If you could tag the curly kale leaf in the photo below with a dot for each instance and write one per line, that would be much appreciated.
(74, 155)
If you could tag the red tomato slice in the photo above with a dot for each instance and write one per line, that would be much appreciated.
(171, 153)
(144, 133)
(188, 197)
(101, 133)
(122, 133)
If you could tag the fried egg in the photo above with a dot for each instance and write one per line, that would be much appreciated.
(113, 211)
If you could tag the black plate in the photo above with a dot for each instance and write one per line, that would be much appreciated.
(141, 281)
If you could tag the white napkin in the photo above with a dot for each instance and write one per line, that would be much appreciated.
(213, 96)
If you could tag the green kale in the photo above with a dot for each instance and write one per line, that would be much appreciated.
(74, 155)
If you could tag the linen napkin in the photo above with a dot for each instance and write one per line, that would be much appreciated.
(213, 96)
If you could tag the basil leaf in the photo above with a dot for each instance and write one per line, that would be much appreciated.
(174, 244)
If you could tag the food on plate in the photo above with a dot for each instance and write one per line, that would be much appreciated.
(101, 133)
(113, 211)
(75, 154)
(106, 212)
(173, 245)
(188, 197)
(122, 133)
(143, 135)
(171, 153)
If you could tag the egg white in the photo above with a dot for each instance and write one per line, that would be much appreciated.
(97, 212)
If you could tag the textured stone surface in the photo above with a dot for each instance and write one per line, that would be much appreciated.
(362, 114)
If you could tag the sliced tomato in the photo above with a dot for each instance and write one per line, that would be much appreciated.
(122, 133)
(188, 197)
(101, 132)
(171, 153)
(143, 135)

::::

What you need to do: Using the listing above, print every entry exactly.

Solved problem:
If you could tag the curly kale leaf in the photo below with a dot for each instance and write one per line, that would be much appreciated.
(74, 155)
If you could tag the red tomato slice in the photo above with a dot for each instance and write one per line, that would be much appreciated.
(171, 153)
(144, 133)
(188, 197)
(101, 133)
(122, 133)
If you could tag the fried egg in the photo above with a dot for each instance and write one per line, that would be much appreciated.
(113, 211)
If you could tag the black plate in the photo above with a dot for each instance and write one per line, that would be much appreciated.
(141, 281)
If you could tag the white napkin in the photo above with a dot for each instance and write one per line, that would be much appreciated.
(213, 96)
If you could tag the green kale in the photo above with a dot for each instance and write one per line, that would be much appreciated.
(74, 155)
If you could tag the linen napkin in the photo above with a dot for each instance and write one per line, that would be much appreciated.
(213, 96)
If you could tag the basil leaf in the photo above with a dot for each instance and write one per line, that would be much appreciated.
(174, 244)
If you could tag the food on plate in the photo above with a dot for each instance and write one per line, that would be much appreciated.
(101, 133)
(113, 211)
(75, 154)
(106, 212)
(173, 245)
(188, 197)
(122, 133)
(143, 135)
(171, 153)
If you could tag the egg white in the photo above with a dot for each instance and write one per line, that would be much appreciated.
(97, 212)
If you could tag the textured stone surface in the photo above with a dot for each instance and write one per line, that would be much appreciated.
(362, 114)
If you could tag the sliced tomato in the photo above with a dot for each instance and write one per line, that would be much appreciated.
(122, 133)
(188, 197)
(101, 132)
(171, 153)
(143, 135)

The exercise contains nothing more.